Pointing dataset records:
****************************************
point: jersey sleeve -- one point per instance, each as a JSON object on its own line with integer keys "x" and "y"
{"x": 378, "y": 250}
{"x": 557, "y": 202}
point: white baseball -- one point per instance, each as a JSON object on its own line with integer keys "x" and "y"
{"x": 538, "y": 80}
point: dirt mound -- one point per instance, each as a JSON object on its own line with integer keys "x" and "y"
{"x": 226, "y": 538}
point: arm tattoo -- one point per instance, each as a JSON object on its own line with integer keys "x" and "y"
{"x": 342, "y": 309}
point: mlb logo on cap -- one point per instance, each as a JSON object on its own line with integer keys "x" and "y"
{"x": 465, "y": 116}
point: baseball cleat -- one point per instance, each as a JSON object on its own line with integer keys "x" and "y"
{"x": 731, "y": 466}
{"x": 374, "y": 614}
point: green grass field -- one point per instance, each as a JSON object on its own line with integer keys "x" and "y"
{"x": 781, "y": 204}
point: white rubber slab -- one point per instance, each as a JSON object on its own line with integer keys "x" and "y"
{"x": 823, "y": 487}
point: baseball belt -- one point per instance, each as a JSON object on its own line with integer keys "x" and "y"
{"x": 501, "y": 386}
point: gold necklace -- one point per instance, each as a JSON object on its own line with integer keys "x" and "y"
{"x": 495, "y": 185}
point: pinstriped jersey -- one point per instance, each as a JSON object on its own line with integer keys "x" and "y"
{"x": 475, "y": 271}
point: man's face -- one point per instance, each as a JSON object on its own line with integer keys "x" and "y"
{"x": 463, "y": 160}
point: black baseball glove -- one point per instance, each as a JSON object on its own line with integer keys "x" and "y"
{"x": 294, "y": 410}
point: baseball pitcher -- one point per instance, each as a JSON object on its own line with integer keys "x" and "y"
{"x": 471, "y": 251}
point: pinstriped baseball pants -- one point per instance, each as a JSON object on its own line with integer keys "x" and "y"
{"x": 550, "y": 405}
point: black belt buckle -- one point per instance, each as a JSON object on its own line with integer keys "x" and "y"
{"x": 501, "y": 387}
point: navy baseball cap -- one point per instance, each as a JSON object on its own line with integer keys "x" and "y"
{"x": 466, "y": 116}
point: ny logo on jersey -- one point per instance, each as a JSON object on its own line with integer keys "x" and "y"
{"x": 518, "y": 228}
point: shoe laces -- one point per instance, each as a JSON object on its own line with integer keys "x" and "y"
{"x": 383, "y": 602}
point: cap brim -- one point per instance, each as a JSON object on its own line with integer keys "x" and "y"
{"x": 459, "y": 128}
****************************************
Set down, without any change, the lines of the records starting with the line that contains "point: shoe laces" and going on through the end of the records.

point: shoe laces -- one point per instance, each as a JSON object on its own line with integer keys "x" and "y"
{"x": 383, "y": 602}
point: cap brim -- one point per instance, each as a JSON object on its own line with integer keys "x" and "y"
{"x": 459, "y": 128}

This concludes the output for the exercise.